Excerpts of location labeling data
○ ○ ○ ○ ○
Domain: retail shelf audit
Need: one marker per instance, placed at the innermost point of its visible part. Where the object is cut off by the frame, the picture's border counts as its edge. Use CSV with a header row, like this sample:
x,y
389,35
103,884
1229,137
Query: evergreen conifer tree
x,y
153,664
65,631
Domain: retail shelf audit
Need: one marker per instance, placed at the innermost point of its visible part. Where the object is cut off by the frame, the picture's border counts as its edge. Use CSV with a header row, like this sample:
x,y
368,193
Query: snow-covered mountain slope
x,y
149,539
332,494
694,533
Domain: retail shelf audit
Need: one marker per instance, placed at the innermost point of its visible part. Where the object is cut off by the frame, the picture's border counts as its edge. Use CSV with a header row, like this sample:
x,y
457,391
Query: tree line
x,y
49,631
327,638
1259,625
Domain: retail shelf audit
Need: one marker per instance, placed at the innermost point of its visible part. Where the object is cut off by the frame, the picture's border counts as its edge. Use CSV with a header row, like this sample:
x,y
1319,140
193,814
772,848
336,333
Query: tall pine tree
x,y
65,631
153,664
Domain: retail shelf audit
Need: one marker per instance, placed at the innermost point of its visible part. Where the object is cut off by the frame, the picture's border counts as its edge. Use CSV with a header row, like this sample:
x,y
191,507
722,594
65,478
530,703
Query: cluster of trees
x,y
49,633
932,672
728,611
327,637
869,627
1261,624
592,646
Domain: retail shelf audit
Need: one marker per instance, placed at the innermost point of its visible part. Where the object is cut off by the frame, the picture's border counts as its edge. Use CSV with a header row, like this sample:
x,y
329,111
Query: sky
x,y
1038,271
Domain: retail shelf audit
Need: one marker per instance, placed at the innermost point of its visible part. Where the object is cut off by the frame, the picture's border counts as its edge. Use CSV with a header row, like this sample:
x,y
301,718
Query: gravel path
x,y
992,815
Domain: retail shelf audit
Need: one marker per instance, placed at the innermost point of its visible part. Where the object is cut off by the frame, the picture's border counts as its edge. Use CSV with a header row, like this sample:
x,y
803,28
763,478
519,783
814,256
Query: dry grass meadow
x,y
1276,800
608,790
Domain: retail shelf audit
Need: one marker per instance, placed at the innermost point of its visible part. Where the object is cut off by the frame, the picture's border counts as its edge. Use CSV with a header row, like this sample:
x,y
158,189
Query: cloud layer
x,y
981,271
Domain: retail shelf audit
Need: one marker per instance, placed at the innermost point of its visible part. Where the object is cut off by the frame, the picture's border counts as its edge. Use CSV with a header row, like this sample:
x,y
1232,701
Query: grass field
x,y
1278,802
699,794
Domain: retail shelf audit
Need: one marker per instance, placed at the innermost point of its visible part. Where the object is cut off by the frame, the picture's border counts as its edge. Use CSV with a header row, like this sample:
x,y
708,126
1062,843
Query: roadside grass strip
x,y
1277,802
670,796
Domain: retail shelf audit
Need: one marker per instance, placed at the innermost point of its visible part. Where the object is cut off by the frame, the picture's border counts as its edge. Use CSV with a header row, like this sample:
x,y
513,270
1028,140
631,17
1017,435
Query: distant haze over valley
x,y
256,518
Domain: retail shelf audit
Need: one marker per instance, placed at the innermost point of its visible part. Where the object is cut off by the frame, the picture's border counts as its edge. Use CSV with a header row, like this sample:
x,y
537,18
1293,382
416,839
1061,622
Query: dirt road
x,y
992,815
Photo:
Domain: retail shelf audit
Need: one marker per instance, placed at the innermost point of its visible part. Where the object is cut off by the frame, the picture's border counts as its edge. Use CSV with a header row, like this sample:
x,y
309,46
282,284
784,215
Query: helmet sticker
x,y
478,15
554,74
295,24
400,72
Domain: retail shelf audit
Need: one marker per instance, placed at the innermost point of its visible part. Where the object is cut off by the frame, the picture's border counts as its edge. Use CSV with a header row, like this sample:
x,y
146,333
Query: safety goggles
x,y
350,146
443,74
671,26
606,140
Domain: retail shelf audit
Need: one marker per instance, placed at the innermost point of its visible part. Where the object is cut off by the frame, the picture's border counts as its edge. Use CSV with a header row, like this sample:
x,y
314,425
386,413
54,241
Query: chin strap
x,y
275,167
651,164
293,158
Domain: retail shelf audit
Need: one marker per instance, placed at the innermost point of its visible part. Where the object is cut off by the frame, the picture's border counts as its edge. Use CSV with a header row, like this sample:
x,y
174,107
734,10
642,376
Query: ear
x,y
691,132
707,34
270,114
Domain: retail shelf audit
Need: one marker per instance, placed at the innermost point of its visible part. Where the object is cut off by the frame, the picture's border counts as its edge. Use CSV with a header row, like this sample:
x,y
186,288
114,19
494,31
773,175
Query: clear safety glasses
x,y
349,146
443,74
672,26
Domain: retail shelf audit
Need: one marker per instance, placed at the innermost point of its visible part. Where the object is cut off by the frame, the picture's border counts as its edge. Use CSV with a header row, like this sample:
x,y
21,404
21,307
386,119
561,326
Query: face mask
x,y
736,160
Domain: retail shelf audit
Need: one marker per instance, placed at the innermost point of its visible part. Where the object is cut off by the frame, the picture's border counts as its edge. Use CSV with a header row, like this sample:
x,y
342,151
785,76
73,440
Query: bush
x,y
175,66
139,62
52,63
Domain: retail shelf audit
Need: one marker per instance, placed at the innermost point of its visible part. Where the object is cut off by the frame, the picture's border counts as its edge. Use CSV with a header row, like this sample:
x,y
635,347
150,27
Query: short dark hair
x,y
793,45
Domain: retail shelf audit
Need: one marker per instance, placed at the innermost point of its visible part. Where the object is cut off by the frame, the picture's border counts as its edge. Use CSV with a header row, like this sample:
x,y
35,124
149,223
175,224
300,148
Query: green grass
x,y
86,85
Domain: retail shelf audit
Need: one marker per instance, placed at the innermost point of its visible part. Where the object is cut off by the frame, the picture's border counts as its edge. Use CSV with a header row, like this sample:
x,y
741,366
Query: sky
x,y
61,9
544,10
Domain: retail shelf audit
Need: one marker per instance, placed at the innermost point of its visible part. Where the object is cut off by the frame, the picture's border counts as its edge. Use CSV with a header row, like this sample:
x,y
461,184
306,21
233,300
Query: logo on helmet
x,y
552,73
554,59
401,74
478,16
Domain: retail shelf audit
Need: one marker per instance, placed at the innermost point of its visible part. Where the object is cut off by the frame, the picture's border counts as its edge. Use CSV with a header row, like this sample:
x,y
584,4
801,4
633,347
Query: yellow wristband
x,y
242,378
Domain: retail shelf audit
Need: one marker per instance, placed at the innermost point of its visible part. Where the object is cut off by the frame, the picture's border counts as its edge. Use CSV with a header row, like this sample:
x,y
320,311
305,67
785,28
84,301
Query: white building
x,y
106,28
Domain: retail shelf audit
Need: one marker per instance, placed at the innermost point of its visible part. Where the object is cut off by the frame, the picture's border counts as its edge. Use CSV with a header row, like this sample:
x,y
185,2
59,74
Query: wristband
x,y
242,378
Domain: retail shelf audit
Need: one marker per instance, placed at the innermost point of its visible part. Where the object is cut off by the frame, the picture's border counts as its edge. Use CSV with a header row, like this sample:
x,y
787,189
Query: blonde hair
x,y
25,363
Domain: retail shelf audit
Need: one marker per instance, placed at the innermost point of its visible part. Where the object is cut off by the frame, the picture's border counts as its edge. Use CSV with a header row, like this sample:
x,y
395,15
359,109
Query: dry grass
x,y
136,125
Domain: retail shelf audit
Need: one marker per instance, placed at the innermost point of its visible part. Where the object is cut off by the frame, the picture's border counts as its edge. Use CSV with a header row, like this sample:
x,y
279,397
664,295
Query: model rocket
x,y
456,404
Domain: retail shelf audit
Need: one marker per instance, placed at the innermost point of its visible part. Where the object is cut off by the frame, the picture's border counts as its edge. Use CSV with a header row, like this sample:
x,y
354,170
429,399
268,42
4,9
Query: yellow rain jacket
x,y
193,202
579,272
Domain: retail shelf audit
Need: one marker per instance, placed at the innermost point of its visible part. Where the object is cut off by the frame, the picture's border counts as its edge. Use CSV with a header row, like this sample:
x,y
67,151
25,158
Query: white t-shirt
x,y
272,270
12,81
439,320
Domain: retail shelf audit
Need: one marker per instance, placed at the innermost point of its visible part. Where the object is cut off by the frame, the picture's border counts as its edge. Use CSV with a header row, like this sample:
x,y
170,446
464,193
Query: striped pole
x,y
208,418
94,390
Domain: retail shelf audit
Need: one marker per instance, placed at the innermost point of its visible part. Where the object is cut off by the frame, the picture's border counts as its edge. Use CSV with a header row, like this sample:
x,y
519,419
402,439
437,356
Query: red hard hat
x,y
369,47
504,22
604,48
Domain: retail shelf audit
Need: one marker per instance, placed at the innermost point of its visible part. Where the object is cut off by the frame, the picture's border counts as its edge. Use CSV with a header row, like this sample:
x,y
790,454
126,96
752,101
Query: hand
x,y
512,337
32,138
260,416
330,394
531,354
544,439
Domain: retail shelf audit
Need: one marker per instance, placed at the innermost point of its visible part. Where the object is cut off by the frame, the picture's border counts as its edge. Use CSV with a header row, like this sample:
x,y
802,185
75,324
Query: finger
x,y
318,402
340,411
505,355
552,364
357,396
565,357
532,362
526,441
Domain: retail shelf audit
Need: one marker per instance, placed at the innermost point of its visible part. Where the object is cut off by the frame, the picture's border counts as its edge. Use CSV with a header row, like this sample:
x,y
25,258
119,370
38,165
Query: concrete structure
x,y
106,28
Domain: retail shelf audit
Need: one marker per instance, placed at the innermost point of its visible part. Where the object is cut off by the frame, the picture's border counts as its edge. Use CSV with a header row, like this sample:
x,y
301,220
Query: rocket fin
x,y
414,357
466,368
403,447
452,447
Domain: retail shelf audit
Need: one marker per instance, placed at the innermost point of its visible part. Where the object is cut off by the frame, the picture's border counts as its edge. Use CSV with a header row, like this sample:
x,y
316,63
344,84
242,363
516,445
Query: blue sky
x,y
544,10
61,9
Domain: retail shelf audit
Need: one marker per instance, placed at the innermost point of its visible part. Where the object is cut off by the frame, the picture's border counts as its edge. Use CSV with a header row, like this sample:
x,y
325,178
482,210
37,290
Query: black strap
○ ○ ○ ○ ○
§ What is expected
List each line of the records that contains the word "yellow".

§ The answer
Query: yellow wristband
Query: yellow rain jacket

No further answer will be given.